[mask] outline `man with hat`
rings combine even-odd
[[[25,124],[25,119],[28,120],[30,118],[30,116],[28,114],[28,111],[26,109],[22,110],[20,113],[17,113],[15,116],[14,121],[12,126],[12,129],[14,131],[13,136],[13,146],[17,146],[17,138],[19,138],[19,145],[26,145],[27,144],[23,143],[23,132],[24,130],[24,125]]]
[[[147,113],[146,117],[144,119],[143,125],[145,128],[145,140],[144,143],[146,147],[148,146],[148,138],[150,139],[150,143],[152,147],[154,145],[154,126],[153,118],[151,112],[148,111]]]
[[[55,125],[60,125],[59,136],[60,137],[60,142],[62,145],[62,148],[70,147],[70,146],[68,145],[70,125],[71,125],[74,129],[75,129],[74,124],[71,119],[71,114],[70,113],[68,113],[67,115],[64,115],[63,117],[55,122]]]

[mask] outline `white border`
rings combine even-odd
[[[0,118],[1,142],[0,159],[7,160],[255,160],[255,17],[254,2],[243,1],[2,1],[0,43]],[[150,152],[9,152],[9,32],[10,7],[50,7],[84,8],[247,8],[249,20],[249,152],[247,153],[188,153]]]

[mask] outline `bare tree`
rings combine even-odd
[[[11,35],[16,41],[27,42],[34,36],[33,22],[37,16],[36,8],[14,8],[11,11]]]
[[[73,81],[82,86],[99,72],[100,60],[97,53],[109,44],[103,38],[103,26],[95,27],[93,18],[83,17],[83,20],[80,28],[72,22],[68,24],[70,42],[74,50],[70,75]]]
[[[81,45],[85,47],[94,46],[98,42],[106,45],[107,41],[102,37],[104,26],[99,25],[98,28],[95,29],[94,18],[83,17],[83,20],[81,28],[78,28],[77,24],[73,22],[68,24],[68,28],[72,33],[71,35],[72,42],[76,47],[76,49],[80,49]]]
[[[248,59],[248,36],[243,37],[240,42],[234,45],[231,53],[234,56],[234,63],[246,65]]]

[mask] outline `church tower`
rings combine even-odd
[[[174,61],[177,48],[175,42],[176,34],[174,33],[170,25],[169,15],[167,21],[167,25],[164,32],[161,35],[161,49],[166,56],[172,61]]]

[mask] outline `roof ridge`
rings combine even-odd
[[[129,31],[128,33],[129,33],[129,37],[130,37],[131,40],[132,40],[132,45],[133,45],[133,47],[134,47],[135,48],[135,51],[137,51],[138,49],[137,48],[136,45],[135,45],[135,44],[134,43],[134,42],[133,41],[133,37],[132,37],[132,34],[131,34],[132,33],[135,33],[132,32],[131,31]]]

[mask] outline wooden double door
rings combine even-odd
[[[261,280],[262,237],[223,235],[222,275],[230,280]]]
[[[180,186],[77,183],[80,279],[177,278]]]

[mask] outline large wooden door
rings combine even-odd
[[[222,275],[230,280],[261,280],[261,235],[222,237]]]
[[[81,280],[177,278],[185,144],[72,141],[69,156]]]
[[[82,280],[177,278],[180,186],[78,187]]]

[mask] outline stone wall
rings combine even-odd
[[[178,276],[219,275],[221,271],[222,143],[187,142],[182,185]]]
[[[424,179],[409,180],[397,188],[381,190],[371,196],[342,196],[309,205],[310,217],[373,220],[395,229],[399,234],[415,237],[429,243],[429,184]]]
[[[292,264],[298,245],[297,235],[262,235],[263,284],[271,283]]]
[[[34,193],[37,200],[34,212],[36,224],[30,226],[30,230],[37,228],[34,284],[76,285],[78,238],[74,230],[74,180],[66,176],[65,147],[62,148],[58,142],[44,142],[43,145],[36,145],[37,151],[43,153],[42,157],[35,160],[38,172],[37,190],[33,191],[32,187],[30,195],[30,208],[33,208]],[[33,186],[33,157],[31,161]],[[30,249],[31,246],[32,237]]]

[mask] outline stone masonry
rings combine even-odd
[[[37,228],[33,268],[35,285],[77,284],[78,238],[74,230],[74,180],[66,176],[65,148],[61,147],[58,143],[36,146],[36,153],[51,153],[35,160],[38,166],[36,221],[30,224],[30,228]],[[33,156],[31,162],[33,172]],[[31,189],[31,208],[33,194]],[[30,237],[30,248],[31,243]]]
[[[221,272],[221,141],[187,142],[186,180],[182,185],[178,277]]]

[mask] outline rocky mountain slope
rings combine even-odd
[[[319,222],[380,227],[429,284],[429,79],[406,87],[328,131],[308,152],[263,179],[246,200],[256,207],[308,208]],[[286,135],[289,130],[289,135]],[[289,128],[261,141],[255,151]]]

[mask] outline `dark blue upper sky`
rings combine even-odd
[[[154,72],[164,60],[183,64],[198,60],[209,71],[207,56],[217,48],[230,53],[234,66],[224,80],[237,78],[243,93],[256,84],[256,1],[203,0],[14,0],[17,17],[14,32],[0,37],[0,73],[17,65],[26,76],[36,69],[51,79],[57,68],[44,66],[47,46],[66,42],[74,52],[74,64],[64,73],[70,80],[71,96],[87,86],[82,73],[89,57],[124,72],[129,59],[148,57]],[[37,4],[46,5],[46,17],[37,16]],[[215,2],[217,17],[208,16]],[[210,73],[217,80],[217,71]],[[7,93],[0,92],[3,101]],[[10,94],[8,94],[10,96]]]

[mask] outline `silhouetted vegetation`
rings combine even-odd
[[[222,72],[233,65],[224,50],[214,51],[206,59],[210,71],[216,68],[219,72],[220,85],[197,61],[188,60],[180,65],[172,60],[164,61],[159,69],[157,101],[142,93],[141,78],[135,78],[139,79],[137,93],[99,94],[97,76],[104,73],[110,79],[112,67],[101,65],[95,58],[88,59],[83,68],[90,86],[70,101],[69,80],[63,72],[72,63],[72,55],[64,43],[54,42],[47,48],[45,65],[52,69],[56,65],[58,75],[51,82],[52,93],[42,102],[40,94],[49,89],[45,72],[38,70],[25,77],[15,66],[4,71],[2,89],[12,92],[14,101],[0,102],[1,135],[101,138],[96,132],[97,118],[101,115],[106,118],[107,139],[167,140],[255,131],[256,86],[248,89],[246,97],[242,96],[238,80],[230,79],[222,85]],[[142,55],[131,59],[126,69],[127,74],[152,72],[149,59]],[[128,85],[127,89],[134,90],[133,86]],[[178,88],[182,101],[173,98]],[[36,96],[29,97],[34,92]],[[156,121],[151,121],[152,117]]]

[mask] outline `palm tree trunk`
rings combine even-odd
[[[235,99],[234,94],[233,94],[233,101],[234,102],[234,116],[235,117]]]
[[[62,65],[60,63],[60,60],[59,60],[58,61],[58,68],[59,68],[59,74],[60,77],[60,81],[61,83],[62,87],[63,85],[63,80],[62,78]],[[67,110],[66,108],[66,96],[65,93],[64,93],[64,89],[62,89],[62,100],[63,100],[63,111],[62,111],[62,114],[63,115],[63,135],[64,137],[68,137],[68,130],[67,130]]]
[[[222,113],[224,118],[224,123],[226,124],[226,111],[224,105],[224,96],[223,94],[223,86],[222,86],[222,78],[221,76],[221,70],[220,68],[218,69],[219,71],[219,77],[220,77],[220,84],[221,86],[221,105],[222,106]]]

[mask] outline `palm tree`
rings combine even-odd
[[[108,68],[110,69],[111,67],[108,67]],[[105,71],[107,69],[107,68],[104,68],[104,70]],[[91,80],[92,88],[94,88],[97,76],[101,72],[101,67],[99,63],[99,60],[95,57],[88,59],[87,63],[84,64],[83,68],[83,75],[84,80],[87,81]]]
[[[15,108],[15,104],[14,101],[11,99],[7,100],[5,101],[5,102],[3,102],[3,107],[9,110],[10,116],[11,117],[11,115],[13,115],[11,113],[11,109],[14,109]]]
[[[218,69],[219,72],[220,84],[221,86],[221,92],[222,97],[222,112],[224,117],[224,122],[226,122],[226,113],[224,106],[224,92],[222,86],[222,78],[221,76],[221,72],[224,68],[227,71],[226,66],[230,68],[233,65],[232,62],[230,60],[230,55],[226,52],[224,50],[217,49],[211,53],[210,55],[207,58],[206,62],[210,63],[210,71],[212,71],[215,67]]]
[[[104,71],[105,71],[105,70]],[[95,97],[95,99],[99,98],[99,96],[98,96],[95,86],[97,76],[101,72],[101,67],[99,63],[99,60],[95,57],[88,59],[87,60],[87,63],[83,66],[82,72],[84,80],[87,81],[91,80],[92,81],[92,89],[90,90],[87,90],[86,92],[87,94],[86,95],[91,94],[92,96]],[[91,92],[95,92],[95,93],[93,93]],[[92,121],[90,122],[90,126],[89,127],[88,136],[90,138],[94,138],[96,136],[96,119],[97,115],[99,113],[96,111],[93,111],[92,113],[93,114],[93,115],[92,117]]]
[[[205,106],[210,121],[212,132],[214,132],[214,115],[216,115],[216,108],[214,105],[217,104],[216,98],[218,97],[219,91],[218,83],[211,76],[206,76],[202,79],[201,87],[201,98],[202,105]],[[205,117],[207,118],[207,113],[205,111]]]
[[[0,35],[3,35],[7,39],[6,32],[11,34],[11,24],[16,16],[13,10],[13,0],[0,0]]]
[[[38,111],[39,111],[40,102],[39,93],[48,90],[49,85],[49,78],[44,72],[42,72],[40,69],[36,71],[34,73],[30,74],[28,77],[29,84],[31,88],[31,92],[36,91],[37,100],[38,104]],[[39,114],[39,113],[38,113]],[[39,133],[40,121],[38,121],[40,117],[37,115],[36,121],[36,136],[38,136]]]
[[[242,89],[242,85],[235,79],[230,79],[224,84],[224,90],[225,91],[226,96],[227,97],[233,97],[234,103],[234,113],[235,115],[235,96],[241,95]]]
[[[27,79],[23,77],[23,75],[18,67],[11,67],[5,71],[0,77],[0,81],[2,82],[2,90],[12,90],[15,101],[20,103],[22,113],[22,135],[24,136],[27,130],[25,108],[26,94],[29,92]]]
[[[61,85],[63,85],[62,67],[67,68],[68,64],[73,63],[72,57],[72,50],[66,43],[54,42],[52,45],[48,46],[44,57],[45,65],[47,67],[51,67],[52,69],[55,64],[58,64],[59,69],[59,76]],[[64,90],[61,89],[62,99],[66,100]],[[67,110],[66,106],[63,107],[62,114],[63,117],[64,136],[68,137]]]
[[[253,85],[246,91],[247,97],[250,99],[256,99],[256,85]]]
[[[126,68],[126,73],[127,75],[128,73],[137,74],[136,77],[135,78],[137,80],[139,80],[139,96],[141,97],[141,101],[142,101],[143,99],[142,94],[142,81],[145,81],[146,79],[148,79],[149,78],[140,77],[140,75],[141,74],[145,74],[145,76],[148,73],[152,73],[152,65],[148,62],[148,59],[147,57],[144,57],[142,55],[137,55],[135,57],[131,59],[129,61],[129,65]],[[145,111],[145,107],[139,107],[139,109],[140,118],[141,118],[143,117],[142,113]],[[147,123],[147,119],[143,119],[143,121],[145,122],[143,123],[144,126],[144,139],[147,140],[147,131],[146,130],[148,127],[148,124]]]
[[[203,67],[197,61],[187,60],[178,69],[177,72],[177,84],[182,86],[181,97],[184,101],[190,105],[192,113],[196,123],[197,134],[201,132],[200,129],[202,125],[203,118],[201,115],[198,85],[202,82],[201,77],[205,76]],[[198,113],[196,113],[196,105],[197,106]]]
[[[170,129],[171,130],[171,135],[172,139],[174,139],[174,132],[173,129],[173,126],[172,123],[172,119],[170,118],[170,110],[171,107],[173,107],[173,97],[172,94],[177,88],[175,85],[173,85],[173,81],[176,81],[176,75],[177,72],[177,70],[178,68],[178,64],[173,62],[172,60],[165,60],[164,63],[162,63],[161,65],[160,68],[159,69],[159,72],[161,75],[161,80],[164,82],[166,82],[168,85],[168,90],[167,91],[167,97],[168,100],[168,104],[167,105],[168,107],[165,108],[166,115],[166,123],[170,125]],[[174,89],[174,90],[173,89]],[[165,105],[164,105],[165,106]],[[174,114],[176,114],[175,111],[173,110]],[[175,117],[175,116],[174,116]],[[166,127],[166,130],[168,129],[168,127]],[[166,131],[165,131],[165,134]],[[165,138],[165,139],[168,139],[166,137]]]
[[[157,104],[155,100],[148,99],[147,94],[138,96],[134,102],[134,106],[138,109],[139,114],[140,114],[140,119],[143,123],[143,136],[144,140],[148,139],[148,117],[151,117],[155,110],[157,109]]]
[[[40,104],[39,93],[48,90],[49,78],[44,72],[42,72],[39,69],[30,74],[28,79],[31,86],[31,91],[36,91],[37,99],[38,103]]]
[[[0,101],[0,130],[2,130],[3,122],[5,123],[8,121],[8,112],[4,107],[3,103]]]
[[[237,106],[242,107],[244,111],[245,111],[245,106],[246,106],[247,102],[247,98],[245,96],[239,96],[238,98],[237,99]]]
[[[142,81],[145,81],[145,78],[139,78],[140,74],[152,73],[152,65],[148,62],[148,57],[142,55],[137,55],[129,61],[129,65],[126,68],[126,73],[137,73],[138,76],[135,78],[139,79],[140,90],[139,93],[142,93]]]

_Aim_
Reproduce, character for character, the lines from the one containing "[mask] outline wooden double door" to the one containing "[[[180,186],[77,183],[80,279],[177,278]]]", both included.

_Correct answer_
[mask] outline wooden double door
rings combine even-odd
[[[261,280],[262,237],[223,235],[222,275],[230,280]]]
[[[180,186],[77,183],[80,279],[177,278]]]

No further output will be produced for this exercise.